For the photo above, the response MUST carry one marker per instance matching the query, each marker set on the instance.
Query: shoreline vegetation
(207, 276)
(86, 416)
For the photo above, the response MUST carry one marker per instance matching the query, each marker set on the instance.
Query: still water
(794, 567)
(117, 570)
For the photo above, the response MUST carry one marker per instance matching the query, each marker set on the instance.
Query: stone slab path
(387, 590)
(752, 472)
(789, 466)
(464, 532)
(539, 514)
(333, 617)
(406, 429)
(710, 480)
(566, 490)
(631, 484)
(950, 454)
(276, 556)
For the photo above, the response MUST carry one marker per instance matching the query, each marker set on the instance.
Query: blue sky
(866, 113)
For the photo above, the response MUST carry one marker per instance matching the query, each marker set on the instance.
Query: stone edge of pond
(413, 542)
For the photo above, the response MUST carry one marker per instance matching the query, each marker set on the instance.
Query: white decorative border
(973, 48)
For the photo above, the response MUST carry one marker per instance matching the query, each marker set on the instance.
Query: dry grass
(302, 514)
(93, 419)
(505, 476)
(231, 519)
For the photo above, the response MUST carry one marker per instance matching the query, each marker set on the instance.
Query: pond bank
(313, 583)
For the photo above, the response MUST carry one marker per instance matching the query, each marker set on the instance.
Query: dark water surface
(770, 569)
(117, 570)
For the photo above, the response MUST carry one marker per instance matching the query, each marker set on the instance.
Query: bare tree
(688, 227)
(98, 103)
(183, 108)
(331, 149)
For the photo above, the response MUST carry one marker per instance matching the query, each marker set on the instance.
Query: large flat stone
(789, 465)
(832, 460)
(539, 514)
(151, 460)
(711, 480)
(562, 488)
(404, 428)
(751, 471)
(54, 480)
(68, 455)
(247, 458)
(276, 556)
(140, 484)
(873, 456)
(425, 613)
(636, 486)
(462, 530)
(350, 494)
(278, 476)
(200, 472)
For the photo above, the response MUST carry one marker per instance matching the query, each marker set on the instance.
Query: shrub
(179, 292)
____________________
▸ **PROBLEM STATEMENT**
Find each line in the listing above that contains the string "stone", matching case exactly, and copy those lines out.

▸ **ANSWER**
Query: stone slab path
Query: stone edge of pond
Query: large flat stone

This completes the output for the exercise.